→ EXERCISE
Write out only the tail of the records, beginning at the line containing "Detect all occurrences of white baseboard" and including the last line, exactly as written.

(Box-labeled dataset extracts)

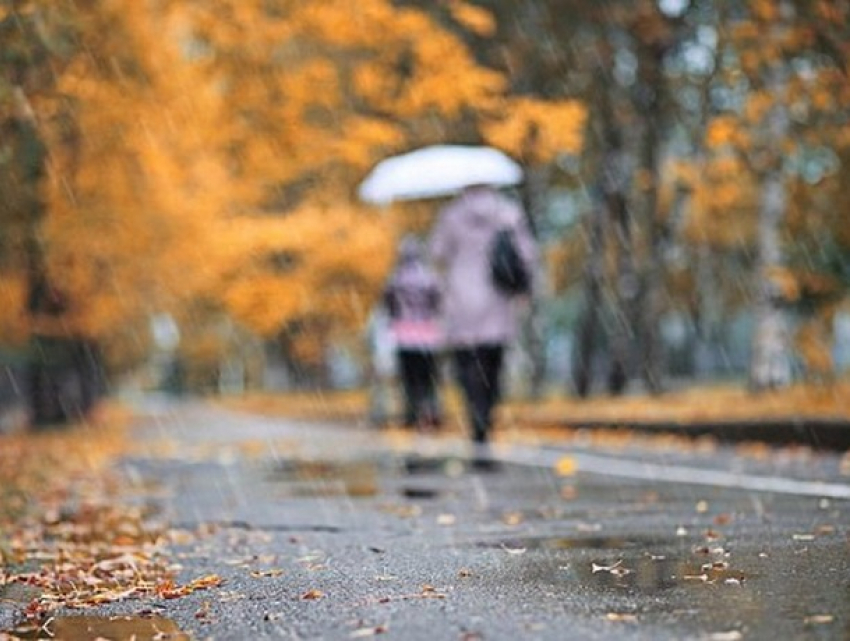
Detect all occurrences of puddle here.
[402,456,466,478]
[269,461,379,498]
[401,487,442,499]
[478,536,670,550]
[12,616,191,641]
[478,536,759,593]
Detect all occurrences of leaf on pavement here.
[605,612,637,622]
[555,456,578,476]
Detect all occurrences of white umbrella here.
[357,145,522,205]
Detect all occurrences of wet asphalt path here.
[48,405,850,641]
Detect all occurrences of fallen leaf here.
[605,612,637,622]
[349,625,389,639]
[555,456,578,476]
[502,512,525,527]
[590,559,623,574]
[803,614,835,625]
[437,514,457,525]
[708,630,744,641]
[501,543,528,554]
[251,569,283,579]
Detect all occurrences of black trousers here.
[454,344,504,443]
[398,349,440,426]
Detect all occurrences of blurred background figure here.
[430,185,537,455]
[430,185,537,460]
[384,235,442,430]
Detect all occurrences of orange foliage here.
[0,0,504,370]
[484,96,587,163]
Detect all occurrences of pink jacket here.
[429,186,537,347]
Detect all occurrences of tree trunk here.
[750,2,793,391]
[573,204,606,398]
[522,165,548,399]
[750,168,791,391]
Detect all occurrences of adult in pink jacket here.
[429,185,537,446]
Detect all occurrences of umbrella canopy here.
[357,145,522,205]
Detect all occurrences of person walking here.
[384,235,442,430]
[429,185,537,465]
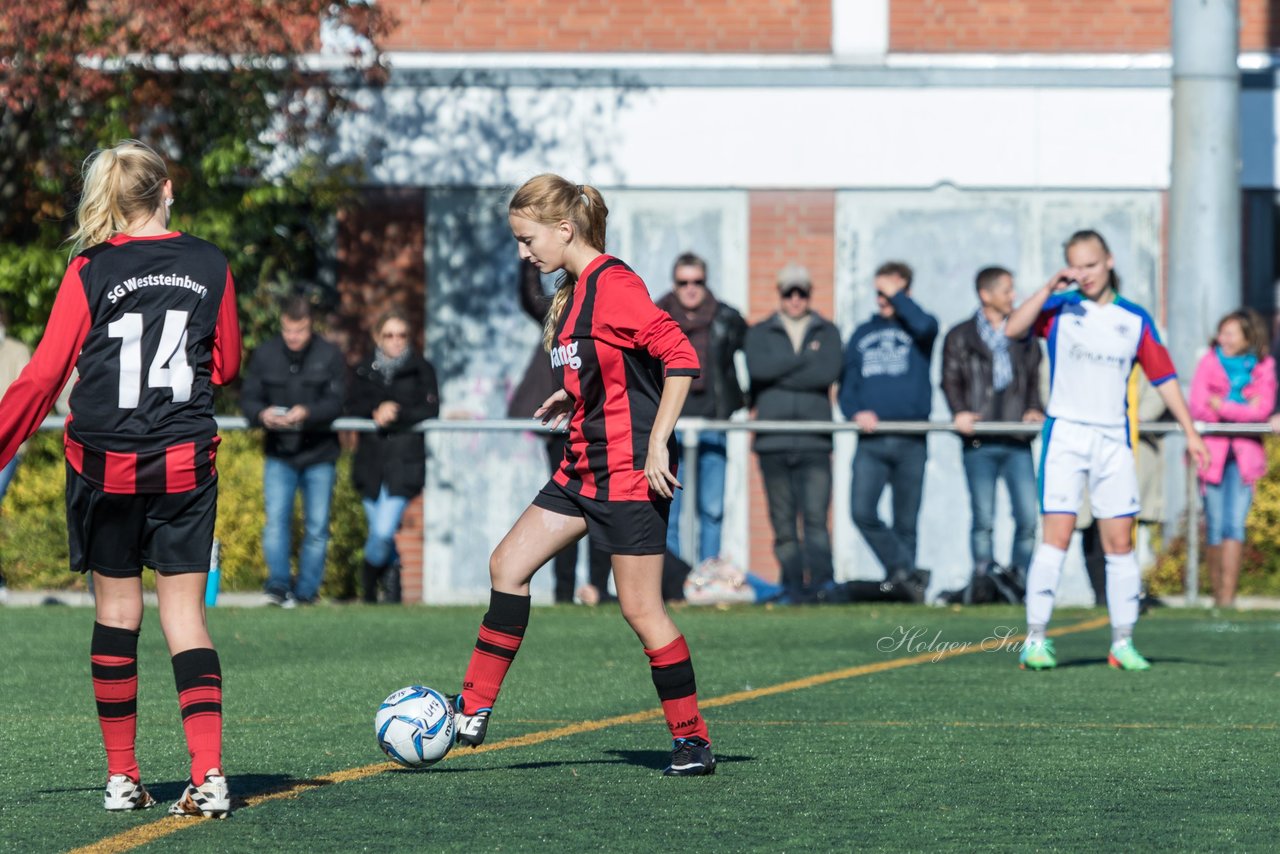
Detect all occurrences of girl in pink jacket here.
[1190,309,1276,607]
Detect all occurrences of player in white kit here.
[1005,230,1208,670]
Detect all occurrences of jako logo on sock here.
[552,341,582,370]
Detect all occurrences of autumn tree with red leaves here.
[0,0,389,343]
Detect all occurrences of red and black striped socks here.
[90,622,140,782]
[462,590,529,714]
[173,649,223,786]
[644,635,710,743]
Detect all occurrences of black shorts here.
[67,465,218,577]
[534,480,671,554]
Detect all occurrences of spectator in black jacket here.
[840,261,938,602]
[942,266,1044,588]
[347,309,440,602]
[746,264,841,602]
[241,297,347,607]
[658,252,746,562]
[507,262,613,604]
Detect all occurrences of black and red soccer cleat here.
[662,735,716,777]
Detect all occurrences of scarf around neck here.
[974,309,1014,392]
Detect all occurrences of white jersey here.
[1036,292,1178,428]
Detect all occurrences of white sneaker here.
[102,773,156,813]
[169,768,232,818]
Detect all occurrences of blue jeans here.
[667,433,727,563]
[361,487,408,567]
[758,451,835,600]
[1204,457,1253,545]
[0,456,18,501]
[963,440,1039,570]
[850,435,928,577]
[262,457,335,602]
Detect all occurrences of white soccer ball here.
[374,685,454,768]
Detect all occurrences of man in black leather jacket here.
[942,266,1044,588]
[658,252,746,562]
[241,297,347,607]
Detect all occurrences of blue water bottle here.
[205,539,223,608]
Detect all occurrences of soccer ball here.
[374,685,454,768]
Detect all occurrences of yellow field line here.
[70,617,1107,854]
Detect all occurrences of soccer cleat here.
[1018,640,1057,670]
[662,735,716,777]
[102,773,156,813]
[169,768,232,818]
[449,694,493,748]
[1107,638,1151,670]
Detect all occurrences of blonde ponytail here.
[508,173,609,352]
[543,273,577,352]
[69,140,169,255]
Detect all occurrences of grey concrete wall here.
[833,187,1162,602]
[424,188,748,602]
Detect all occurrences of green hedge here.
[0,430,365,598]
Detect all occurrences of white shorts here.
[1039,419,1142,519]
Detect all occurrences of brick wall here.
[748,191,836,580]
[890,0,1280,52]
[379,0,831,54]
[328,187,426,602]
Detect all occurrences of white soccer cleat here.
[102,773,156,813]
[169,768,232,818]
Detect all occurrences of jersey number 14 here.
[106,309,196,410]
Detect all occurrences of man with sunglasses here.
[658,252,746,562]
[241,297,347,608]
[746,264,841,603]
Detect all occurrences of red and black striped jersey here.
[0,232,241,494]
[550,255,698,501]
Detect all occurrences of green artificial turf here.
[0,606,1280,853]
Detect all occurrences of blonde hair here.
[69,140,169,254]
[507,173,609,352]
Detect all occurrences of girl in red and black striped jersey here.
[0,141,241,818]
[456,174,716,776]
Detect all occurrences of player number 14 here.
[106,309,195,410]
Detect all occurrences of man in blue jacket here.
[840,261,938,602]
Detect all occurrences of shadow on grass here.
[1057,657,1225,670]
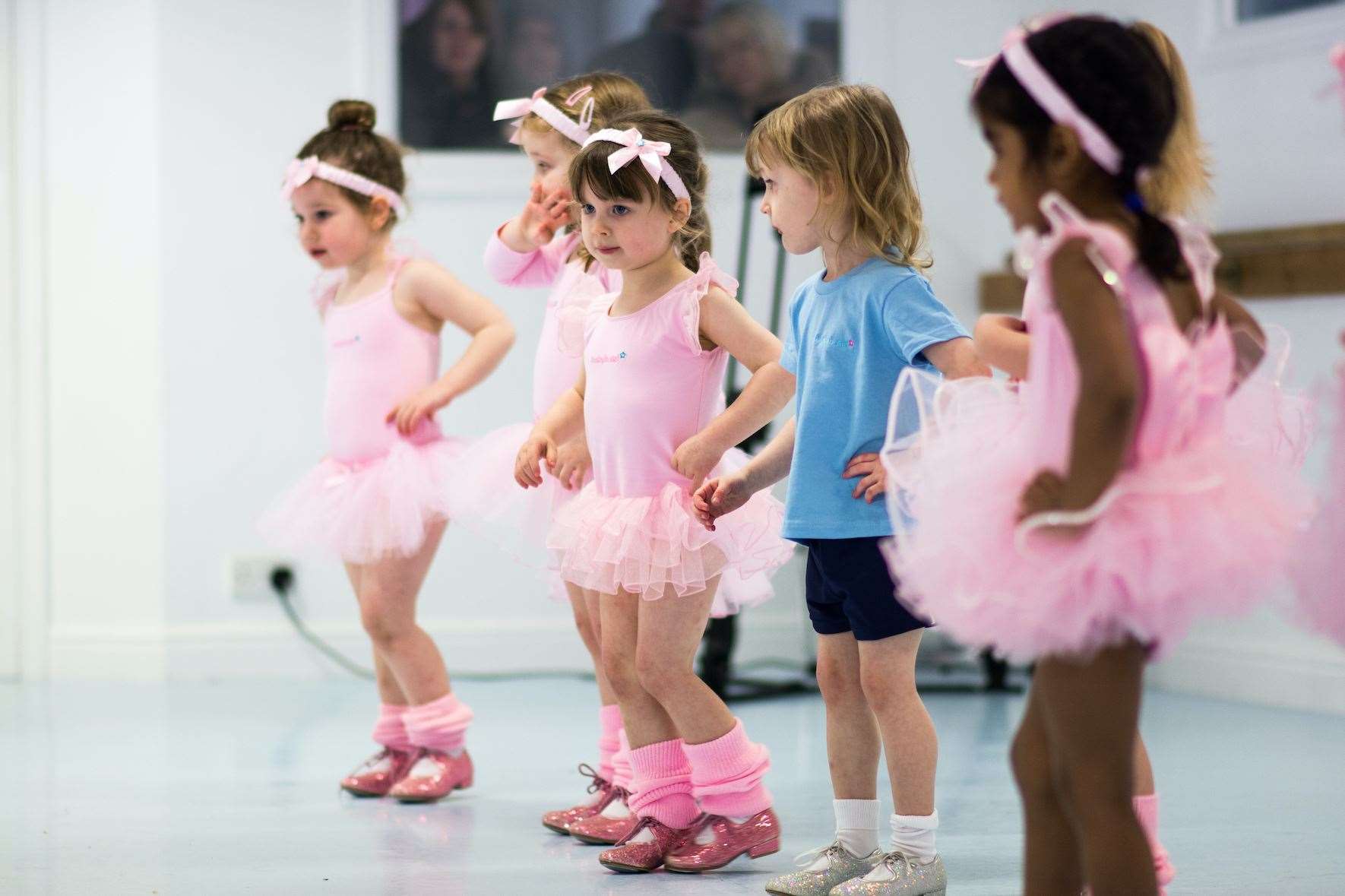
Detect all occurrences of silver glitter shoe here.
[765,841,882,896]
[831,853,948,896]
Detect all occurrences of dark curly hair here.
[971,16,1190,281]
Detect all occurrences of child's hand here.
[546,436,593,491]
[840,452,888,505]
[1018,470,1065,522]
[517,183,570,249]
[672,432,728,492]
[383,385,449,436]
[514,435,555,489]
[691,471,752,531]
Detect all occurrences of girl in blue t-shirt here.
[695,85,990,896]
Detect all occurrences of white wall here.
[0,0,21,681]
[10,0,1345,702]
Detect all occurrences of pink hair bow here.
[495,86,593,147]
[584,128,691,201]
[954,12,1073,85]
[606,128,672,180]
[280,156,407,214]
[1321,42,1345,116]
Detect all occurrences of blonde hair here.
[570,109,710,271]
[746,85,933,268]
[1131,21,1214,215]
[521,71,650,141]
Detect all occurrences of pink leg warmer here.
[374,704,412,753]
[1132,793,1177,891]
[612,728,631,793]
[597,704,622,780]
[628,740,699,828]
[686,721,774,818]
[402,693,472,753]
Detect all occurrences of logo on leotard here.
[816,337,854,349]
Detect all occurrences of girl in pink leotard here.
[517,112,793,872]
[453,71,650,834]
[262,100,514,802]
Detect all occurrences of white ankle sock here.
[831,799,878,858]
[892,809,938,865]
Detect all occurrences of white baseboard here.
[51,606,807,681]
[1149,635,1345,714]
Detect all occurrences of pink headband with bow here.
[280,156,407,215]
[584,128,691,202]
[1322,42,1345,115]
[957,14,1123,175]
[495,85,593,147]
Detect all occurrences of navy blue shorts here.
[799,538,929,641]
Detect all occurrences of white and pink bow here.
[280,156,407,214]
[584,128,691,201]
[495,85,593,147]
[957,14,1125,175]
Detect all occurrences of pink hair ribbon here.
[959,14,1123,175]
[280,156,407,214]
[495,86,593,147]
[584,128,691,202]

→ TASK RESULT
Detect all occurrences of white baseboard here.
[51,606,807,681]
[1149,635,1345,714]
Detect all occurrences of pink headband with bow here.
[280,156,407,215]
[584,128,691,202]
[1322,42,1345,115]
[957,14,1123,175]
[495,85,593,147]
Detect all occurrences of navy blue shorts here.
[799,538,929,641]
Detect all occurrences of white and pink bow here.
[280,156,407,214]
[584,128,691,201]
[495,85,593,147]
[957,14,1125,175]
Detect all occurrences of pink hair ribbon here.
[959,14,1123,175]
[280,156,407,214]
[495,86,593,147]
[584,128,691,202]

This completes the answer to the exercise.